* EXERCISE AIM
Print the entries line for line, starting with their first line and going on through the line with "negative clicks: (374, 95) (428, 59)", both ends included.

* RECORDS TO USE
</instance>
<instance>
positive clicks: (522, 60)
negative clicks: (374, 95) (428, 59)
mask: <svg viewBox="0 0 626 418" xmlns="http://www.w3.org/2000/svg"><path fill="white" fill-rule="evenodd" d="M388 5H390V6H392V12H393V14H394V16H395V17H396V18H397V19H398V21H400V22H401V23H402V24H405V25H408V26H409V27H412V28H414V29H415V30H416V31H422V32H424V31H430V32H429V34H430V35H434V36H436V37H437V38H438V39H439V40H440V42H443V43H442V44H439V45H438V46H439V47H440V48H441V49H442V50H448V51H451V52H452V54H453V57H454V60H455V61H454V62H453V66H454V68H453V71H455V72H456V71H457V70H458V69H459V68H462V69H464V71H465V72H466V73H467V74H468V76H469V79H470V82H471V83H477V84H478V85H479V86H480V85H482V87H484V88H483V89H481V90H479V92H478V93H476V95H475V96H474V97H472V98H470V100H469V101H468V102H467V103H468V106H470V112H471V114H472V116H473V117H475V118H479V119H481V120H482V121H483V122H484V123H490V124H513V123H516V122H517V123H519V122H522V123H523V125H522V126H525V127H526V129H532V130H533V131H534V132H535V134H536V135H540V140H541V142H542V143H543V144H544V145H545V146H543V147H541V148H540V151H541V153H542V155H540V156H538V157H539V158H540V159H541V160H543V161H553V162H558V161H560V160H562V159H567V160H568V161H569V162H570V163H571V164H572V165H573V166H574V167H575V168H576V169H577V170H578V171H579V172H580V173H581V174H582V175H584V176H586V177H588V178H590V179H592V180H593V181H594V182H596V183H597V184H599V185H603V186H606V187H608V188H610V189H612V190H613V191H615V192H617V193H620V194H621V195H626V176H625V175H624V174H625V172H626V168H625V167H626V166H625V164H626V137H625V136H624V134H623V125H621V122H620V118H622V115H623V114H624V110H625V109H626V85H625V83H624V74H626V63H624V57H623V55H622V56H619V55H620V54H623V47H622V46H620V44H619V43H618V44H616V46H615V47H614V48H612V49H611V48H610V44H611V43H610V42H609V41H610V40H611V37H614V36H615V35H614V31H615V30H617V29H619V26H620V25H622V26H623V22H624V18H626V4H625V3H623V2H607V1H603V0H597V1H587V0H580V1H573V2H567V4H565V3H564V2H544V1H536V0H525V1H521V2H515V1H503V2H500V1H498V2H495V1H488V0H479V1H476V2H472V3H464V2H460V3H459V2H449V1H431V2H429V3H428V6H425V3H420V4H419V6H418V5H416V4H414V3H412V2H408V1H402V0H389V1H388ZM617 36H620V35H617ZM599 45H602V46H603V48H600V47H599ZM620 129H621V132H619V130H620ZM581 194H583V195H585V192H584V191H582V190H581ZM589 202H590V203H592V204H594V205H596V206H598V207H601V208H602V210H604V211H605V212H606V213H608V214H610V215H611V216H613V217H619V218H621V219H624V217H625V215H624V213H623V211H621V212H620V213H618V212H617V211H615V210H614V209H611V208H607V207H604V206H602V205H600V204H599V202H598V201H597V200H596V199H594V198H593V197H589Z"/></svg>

* SOLUTION
</instance>
<instance>
positive clicks: (522, 60)
negative clicks: (374, 95) (428, 59)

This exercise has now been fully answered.